Point placement records
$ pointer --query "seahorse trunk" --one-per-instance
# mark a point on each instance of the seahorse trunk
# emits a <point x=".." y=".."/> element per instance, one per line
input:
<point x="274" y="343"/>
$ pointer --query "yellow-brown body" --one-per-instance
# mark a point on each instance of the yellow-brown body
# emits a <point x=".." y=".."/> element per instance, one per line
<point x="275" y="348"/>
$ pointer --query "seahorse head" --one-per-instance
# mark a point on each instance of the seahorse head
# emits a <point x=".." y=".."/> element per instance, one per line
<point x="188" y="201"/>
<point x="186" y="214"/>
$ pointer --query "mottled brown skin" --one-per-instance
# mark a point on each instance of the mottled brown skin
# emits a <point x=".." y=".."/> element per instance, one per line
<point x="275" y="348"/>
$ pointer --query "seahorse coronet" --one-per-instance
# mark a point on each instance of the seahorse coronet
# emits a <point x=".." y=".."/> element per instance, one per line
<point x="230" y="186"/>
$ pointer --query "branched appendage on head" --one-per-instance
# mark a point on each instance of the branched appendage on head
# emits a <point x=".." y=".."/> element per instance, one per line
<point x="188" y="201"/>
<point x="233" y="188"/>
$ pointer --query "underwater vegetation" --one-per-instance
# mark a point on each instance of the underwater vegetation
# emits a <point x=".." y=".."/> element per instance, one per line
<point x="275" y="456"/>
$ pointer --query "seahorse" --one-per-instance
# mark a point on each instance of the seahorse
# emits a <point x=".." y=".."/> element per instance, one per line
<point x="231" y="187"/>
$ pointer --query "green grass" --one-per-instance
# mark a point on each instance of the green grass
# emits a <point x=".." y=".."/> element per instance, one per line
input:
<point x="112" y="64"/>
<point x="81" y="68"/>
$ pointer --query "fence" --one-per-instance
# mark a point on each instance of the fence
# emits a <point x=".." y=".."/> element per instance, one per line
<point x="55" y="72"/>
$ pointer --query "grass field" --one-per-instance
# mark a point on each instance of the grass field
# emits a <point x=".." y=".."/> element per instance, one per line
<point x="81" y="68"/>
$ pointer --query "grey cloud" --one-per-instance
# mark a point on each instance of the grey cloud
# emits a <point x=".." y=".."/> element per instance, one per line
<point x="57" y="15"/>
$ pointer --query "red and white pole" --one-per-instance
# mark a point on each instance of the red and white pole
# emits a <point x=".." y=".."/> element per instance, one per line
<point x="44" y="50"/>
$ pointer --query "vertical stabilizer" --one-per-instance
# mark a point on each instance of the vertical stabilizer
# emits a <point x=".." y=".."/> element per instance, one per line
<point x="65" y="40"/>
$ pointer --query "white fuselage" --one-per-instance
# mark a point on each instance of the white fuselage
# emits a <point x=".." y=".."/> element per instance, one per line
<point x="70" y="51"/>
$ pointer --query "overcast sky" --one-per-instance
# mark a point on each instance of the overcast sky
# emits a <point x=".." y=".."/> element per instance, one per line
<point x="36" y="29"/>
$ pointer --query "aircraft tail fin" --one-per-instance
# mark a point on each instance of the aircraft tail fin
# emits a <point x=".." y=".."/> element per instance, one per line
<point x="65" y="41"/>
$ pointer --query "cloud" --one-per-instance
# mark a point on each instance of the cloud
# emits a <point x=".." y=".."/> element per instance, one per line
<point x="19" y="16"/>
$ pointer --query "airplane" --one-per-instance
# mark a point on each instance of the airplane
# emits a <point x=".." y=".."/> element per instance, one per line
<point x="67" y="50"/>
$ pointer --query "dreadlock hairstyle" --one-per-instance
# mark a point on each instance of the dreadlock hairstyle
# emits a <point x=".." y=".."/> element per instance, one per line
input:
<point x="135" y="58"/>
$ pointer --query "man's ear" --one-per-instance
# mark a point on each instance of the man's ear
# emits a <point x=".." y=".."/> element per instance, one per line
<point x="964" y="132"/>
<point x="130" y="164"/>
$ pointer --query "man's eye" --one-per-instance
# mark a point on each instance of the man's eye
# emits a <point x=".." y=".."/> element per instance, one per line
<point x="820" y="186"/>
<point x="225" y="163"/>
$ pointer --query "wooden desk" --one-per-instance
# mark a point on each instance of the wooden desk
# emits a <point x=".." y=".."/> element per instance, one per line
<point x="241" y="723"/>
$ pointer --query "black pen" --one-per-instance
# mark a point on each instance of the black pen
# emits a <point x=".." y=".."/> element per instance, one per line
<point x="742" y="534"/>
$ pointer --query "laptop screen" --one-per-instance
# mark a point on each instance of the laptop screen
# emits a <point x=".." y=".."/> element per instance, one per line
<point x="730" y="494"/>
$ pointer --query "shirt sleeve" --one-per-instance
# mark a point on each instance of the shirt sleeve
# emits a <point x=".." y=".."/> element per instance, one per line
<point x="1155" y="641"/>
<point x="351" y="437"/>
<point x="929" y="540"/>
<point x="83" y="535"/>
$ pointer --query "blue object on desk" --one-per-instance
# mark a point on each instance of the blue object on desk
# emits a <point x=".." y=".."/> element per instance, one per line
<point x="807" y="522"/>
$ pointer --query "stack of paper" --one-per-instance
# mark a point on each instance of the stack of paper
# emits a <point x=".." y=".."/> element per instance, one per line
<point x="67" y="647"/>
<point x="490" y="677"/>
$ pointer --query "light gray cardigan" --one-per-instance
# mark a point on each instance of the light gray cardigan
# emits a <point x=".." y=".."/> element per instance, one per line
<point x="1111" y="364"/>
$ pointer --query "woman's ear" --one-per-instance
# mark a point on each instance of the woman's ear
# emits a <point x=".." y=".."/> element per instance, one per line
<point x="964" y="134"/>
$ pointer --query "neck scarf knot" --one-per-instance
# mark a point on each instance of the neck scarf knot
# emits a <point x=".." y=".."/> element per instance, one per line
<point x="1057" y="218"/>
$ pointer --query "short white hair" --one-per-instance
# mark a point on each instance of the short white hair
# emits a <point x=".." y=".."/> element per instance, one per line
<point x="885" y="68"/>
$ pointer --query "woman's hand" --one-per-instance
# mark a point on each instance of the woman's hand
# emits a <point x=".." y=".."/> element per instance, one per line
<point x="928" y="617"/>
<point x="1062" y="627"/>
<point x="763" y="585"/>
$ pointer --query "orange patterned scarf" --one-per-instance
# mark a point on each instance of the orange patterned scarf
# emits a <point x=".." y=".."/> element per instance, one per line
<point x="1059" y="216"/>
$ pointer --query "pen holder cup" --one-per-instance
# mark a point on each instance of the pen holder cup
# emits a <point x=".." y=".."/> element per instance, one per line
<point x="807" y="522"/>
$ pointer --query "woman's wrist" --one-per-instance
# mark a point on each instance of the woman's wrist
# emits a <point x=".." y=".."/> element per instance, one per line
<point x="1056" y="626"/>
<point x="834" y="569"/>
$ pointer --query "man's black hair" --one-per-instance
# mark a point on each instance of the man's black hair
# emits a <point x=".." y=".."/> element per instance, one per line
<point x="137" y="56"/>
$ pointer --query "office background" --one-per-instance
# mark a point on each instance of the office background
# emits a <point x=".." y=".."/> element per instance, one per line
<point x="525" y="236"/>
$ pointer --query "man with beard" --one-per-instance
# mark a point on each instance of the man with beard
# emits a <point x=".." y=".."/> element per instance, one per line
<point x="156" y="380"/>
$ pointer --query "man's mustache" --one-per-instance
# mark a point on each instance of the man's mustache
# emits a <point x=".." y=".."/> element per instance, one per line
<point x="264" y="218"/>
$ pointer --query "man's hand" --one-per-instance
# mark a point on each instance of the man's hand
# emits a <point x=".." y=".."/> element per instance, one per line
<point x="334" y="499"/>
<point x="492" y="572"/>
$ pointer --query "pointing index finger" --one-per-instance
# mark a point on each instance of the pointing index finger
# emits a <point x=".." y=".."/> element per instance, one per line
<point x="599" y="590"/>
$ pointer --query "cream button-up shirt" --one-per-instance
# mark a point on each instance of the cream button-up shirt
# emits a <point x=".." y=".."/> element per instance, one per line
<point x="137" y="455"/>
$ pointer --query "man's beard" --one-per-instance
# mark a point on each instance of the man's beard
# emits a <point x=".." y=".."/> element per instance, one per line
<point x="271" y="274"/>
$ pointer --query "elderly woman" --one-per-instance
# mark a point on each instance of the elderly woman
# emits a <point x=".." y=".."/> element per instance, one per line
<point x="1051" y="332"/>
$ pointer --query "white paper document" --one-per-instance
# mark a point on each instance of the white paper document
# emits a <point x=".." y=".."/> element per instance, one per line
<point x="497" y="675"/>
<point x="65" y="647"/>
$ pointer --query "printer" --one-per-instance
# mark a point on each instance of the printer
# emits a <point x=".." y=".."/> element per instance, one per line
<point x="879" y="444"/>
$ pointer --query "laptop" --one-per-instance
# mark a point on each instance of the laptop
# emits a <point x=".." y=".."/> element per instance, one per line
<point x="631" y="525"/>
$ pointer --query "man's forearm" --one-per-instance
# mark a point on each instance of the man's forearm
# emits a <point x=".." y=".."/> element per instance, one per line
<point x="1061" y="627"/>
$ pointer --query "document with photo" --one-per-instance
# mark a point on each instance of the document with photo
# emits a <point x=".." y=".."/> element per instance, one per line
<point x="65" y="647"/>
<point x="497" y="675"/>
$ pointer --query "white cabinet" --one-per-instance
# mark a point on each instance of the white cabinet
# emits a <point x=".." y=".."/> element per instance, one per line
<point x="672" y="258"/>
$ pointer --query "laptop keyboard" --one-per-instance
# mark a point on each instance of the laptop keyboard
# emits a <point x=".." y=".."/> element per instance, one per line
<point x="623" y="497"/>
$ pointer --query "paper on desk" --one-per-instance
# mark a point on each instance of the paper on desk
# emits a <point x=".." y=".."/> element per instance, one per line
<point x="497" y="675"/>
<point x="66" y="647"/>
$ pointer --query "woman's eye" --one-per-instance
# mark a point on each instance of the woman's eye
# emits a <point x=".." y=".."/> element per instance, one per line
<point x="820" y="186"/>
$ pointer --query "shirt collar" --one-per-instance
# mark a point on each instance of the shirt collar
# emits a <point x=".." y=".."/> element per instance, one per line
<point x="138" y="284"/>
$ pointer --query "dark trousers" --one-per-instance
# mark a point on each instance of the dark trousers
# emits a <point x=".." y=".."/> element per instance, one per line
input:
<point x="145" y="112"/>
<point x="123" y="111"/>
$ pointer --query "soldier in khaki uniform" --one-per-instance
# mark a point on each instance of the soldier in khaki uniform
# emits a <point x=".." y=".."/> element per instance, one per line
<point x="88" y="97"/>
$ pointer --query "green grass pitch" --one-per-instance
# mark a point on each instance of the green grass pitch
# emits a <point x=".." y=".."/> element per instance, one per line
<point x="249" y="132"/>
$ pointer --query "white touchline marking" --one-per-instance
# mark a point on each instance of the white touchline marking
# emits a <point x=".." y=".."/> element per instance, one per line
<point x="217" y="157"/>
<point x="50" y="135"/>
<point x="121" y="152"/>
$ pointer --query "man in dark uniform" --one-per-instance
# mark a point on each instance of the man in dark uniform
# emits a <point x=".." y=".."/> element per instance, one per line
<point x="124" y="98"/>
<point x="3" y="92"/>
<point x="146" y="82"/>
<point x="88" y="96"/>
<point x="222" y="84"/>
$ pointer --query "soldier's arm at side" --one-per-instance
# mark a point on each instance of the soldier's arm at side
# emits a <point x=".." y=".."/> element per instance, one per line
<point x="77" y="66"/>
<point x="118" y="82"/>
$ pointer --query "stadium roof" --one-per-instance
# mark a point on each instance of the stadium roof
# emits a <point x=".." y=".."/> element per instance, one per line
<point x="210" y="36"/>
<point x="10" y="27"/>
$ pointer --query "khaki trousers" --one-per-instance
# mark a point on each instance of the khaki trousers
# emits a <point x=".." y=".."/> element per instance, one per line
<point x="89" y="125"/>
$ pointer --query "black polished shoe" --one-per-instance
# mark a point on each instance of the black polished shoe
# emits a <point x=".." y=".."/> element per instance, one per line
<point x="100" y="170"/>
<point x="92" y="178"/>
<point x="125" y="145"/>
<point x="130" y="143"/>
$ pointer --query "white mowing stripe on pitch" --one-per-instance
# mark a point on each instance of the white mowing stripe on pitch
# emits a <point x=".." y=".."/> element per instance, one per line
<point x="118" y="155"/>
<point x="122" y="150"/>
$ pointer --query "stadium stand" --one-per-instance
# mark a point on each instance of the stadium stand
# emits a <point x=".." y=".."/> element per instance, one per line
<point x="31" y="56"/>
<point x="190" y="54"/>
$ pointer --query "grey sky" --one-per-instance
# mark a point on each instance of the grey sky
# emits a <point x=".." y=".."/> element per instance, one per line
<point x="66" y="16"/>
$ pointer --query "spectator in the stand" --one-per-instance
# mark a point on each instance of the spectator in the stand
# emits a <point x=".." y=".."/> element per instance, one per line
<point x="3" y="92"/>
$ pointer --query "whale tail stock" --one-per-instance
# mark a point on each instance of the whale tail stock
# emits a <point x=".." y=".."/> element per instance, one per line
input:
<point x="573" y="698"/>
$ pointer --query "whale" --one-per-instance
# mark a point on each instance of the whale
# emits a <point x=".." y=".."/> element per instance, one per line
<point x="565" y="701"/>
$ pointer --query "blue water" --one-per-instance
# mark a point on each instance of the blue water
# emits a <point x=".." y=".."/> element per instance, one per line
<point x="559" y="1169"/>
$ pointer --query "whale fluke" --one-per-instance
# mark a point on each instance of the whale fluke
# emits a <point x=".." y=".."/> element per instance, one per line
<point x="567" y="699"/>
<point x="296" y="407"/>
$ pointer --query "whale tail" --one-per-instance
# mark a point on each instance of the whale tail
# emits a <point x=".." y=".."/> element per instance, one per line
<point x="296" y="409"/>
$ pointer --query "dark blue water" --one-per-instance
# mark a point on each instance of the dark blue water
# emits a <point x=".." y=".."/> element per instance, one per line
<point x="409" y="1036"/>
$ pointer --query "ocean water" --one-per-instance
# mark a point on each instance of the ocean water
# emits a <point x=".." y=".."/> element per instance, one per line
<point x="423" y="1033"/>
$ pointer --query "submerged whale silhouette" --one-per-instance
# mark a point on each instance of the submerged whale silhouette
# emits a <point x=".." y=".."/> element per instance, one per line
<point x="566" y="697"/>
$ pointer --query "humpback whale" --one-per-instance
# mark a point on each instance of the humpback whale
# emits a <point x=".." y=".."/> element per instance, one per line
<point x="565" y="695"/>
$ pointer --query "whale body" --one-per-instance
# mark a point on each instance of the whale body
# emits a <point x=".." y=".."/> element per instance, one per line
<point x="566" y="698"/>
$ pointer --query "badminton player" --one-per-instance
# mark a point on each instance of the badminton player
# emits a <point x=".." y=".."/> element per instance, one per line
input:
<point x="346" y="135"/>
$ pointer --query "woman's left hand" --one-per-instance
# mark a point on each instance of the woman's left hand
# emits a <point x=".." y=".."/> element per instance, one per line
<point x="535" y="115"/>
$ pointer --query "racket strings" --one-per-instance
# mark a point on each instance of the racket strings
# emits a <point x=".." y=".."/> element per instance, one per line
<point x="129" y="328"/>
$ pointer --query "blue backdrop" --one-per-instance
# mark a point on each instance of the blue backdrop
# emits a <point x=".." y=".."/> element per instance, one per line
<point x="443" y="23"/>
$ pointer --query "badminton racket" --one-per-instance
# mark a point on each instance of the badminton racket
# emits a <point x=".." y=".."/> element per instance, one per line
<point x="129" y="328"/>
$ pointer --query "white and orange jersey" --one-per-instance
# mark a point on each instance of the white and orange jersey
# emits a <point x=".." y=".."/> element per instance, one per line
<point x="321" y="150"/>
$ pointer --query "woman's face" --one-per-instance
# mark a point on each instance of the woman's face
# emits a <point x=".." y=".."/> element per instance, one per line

▶ **Set exercise**
From the data above, pull out each line containing the word "shoe" and copy those lines unchanged.

▶ **Exercise answer**
$ pointer --query "black polished shoe" --one-per-instance
# mark a point on each instance of the black polished shoe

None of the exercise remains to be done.